24 August 2011

Viewing Journal: Week of 22-28 Aug



LEST YOU BE CONFUSED: Films in /brackets/ I had previously seen. The ratings are on a 100-point scale that merely signifies my personal and highly subjective degree of enthusiasm, and I use the entire damn scale, e.g. 65 is equivalent to 6.5/10, a mild thumbs-up. Anything 70+ I really liked, and 80+ is generally top ten for any given non-phenomenal year.



The Guard (2011, John Michael McDonagh): 63

Plays like a cozier, friendlier version of Boorman's The General, allowing Gleeson the same freedom to run roughshod over everybody but striving to keep him fundamentally likeable. Which is problematic, but not so problematic that I didn't laugh. McDonagh doesn't always seem quite sure whether he's making a straight-ahead buddy comedy or an offbeat, flavorful slice of anti-authoritarian life à la Armitage, but he manages to make both approaches work to some degree, with the former anchored by Cheadle's deadpan incredulousness and the latter exemplified by yet another casually riveting performance from Mark Strong, whose continued relegation to stock villain roles I find utterly baffling. (Liam Cunningham does pungent work as well, though he's stuck with the "Ode to Billie Joe" riff, which feels very mid-'90s sub-Tarantino.) Emphasis is more on behavior than jokes, to the point where I've forgotten a clever line one character gets off but vividly recall his partner's delighted laughter in response; it's the kind of detail you don't consciously realize is missing from most movies until you finally see it. Still, I resisted The Guard for a good while because it just seemed too taken with its titular quasi-antihero, reveling in his bad behavior without even implicit qualification; his dalliance with the two hookers has no function save to further establish his nose-thumbing bona fides, which had already been made abundantly clear. Yeah yeah, he's a rebel, fook propriety -- what else you got? Gleeson's shrewd enough to ensure that Sgt. Boyle never becomes outright grating, but there's a lingering smugness surrounding the character that I can't fully shake.



/Fistful of Dollars/ (1964, Sergio Leone): 72

Hadn't yet seen Yojimbo the last time I watched this (in '96), and I must say it looked more impressive minus a direct, scene-by-scene comparison to near-perfection. Leone's still working out the bugs here to some extent, haphazardly constructing the style he'd refine over the next two films in the "trilogy" and then push to a monumental apotheosis with Once Upon a Time in the West; close-ups are imposing without quite being mythic, and he hasn't yet started dilating time in a way that creates the illusion of slow motion even at regular speed. Eastwood, however, seems to have arrived on the set with his steely persona fully established, ready to glower his way into iconic legend (with a crucial assist from Morricone, needless to say). His mild grimace when he realizes he's decked an innocent woman rather than a gunslinger sets the all-but-amoral tone: Oops, oh well. That he subsequently delivers her from bondage, by way of demonstrating that he isn't completely heartless, is the only non-scuzzy moment in a film that views humanity as a Darwinian nightmare, featuring The Man With No Name Except For Repeatedly Being Called 'Joe' as the species' most highly evolved predator. If it's sometimes a bit clumsy and amateurish, sheer conviction and enthusiasm largely compensate, though I do find myself wishing for even less dialogue. "When a man with a .45 meets a man with a rifle, the man with the pistol will be a dead man," says Ramon solemnly. "That's an old Mexican proverb." Confidential to Mexico: Get better proverbs.

◆ YOUR TASK
In the viewing journal, write out everything from "LEST YOU BE" down to "given non-phenomenal year." word for word.

◆ GIVEN RECORDS
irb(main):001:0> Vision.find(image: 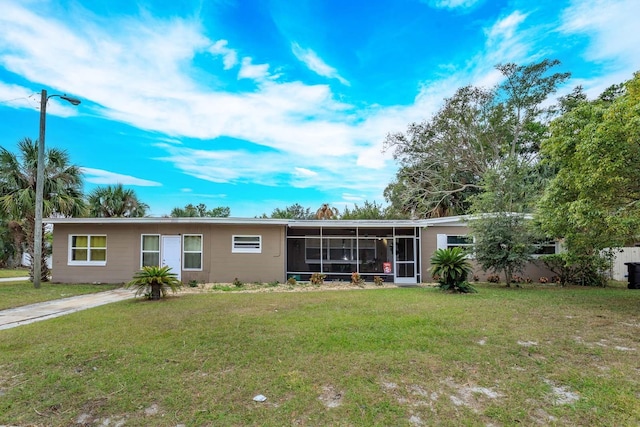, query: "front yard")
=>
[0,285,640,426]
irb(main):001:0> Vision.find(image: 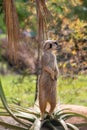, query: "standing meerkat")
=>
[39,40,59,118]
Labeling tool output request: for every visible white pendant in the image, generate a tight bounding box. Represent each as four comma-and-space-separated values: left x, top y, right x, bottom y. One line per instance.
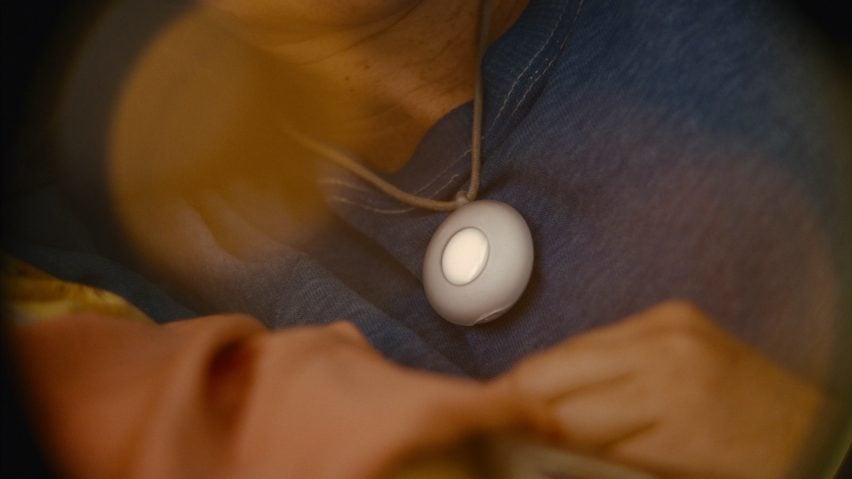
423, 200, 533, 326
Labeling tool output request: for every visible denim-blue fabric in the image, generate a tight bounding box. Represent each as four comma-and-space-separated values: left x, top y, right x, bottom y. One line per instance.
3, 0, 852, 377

◆ OUTPUT FOR THIS EXERCISE
LEST YOU BE CONFUSED: Films in /brackets/ I had previously seen. The ratings are on a 100-point scale that merely signifies my personal and highly subjective degree of enthusiasm, and I use the entire damn scale, e.g. 65 is equivalent to 6.5/10, a mild thumbs-up. Anything 70+ I really liked, and 80+ is generally top ten for any given non-phenomenal year.